Please convert the lines below into a JSON list of strings, with one string per line and no blank lines.

+-------+

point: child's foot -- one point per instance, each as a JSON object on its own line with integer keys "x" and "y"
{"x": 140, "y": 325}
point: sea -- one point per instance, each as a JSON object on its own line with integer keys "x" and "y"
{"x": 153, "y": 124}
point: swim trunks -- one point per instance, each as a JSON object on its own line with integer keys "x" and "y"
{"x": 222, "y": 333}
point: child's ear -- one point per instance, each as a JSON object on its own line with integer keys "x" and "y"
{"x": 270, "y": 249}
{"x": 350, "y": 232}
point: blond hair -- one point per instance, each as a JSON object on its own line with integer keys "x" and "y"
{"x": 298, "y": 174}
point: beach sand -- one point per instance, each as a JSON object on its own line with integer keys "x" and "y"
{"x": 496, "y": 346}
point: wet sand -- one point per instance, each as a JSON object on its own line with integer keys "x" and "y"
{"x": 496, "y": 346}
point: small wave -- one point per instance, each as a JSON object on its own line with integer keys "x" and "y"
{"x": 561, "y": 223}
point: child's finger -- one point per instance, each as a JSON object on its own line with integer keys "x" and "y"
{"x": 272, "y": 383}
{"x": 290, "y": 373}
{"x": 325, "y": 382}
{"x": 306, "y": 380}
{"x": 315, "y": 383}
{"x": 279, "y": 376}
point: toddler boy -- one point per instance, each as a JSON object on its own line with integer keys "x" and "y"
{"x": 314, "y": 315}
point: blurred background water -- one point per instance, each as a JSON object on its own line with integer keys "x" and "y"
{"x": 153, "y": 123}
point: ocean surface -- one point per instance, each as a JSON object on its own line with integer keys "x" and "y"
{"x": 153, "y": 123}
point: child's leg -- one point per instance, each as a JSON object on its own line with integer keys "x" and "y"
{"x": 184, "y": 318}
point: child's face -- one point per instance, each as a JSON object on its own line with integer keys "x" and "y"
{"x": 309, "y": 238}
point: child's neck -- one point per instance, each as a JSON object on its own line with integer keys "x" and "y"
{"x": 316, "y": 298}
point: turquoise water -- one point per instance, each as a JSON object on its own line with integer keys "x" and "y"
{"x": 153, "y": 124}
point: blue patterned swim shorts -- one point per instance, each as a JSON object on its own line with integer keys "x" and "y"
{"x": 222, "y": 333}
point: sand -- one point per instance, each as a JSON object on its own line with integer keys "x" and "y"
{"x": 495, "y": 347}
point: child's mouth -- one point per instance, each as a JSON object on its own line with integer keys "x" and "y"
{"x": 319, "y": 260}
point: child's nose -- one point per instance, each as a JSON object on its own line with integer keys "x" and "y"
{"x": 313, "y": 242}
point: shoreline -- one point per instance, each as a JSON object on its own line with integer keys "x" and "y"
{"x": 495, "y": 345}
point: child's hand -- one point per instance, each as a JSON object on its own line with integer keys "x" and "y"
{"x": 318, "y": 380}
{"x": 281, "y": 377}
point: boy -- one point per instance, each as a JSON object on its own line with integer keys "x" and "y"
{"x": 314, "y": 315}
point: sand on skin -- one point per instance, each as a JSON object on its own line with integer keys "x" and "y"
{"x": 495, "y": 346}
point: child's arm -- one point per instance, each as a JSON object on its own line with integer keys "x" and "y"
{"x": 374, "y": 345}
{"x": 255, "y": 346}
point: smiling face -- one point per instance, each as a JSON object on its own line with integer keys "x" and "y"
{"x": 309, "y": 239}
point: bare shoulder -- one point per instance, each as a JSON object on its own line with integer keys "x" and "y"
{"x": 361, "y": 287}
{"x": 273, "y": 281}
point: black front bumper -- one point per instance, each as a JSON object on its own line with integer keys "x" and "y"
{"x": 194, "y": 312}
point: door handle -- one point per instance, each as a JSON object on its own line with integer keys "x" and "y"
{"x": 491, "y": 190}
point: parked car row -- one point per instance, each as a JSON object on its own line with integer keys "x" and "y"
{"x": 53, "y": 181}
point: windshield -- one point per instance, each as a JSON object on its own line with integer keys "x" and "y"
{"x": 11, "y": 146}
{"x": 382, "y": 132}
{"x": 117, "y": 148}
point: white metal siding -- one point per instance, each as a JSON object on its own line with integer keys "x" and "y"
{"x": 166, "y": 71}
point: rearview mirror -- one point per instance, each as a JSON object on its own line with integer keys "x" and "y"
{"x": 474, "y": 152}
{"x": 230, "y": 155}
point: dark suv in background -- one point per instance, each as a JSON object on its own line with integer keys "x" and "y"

+-------+

SOLVED PROBLEM.
[
  "point: child's foot -- one point per instance, each as a JSON object on its own line with integer keys \"x\" and \"y\"",
  "{\"x\": 140, \"y\": 325}",
  "point: sea -- one point per instance, each as a JSON object on its own line with integer keys \"x\" and \"y\"",
  "{\"x\": 153, \"y\": 124}",
  "point: swim trunks -- one point per instance, each as a JSON object on its own line with integer keys \"x\" and \"y\"",
  "{\"x\": 222, \"y\": 333}",
  "point: child's ear -- one point per instance, each as a JSON object on its own line with integer keys \"x\" and \"y\"",
  "{\"x\": 270, \"y\": 249}",
  "{\"x\": 350, \"y\": 232}",
  "point: blond hair -- one point per instance, each as a JSON object on its own line with integer keys \"x\" and \"y\"",
  "{\"x\": 298, \"y\": 174}",
  "point: beach sand -- one point per instance, each as a JSON object on its own line with integer keys \"x\" and \"y\"",
  "{\"x\": 496, \"y\": 346}",
  "point: wet sand -- one point per instance, each as a JSON object on its own line with integer keys \"x\" and \"y\"",
  "{\"x\": 496, \"y\": 346}",
  "point: small wave -- one point per instance, each as a JSON object on its own line with integer keys \"x\" and \"y\"",
  "{\"x\": 561, \"y\": 223}",
  "point: child's finger -- one point per instance, each as a JSON object on its own line with integer keys \"x\" and \"y\"",
  "{\"x\": 272, \"y\": 383}",
  "{\"x\": 290, \"y\": 373}",
  "{\"x\": 325, \"y\": 382}",
  "{\"x\": 306, \"y\": 380}",
  "{\"x\": 315, \"y\": 383}",
  "{\"x\": 279, \"y\": 376}",
  "point: toddler boy -- one point per instance, each as a JSON object on its own line with integer keys \"x\" and \"y\"",
  "{\"x\": 314, \"y\": 315}",
  "point: blurred background water -- one point per instance, each as a JSON object on its own line with integer keys \"x\" and \"y\"",
  "{\"x\": 153, \"y\": 123}",
  "point: ocean surface -- one point per instance, each as a JSON object on its own line with integer keys \"x\" and \"y\"",
  "{\"x\": 153, \"y\": 123}",
  "point: child's leg -- one point per instance, each as a JSON object on its own line with integer keys \"x\" and \"y\"",
  "{\"x\": 184, \"y\": 318}",
  "point: child's face -- one point per instance, each as a JSON object on its own line with integer keys \"x\" and \"y\"",
  "{\"x\": 309, \"y\": 238}",
  "point: child's neck -- one point per instance, each as a JSON object on its own line with integer keys \"x\" and \"y\"",
  "{\"x\": 316, \"y\": 298}",
  "point: turquoise water -- one point per instance, each as a JSON object on its own line with integer keys \"x\" and \"y\"",
  "{\"x\": 153, \"y\": 124}",
  "point: blue patterned swim shorts -- one point per instance, each as a JSON object on its own line with integer keys \"x\" and \"y\"",
  "{\"x\": 222, \"y\": 333}",
  "point: sand -- one point per instance, each as a JSON object on its own line with integer keys \"x\" and \"y\"",
  "{\"x\": 495, \"y\": 347}",
  "point: child's mouth -- one point per instance, each as a JSON object on its own line with integer keys \"x\" and \"y\"",
  "{\"x\": 319, \"y\": 260}",
  "point: child's nose -- one point per instance, each as a JSON object on its own line with integer keys \"x\" and \"y\"",
  "{\"x\": 313, \"y\": 242}",
  "point: shoreline -- one point per instance, each as a JSON object on its own line with integer keys \"x\" and \"y\"",
  "{\"x\": 495, \"y\": 345}",
  "point: child's hand -- one point per instance, each as a JSON object on its own line with integer keys \"x\" and \"y\"",
  "{\"x\": 318, \"y\": 380}",
  "{\"x\": 281, \"y\": 377}",
  "point: boy -- one point per instance, each as a JSON object on its own line with integer keys \"x\" and \"y\"",
  "{\"x\": 314, \"y\": 315}",
  "point: sand on skin -- one point per instance, each as a JSON object on its own line with integer keys \"x\" and \"y\"",
  "{\"x\": 495, \"y\": 346}",
  "point: child's arm -- one point per instance, each as a JSON object on its own line with integer keys \"x\" and \"y\"",
  "{\"x\": 374, \"y\": 345}",
  "{\"x\": 255, \"y\": 346}",
  "point: smiling face -- one point per instance, each as a JSON object on its own line with integer keys \"x\" and \"y\"",
  "{\"x\": 309, \"y\": 239}",
  "point: bare shoulder -- one point per instance, each as a JSON object on its own line with integer keys \"x\" and \"y\"",
  "{\"x\": 361, \"y\": 287}",
  "{\"x\": 273, \"y\": 281}",
  "point: black front bumper -- one point per instance, each as a JSON object on its own line with integer keys \"x\" and \"y\"",
  "{\"x\": 194, \"y\": 312}",
  "point: door handle -- one point per instance, each as a JSON object on its own line with integer keys \"x\" and \"y\"",
  "{\"x\": 491, \"y\": 190}",
  "point: parked car row -- one point per instance, each as a JSON object on its own line with integer keys \"x\" and \"y\"",
  "{\"x\": 53, \"y\": 181}",
  "point: windshield -- one point per instance, each as a JSON object on its own line with integer keys \"x\" and \"y\"",
  "{\"x\": 11, \"y\": 146}",
  "{\"x\": 382, \"y\": 132}",
  "{\"x\": 117, \"y\": 148}",
  "point: white metal siding -- one point per instance, each as a JSON object on its own line with integer keys \"x\" and \"y\"",
  "{\"x\": 166, \"y\": 71}",
  "point: rearview mirror -- one point per instance, each as a JSON object on its own line with integer keys \"x\" and \"y\"",
  "{\"x\": 474, \"y\": 152}",
  "{\"x\": 230, \"y\": 155}",
  "point: dark suv in background -- one point per instance, each as a JSON object on its own line with integer keys \"x\" and \"y\""
]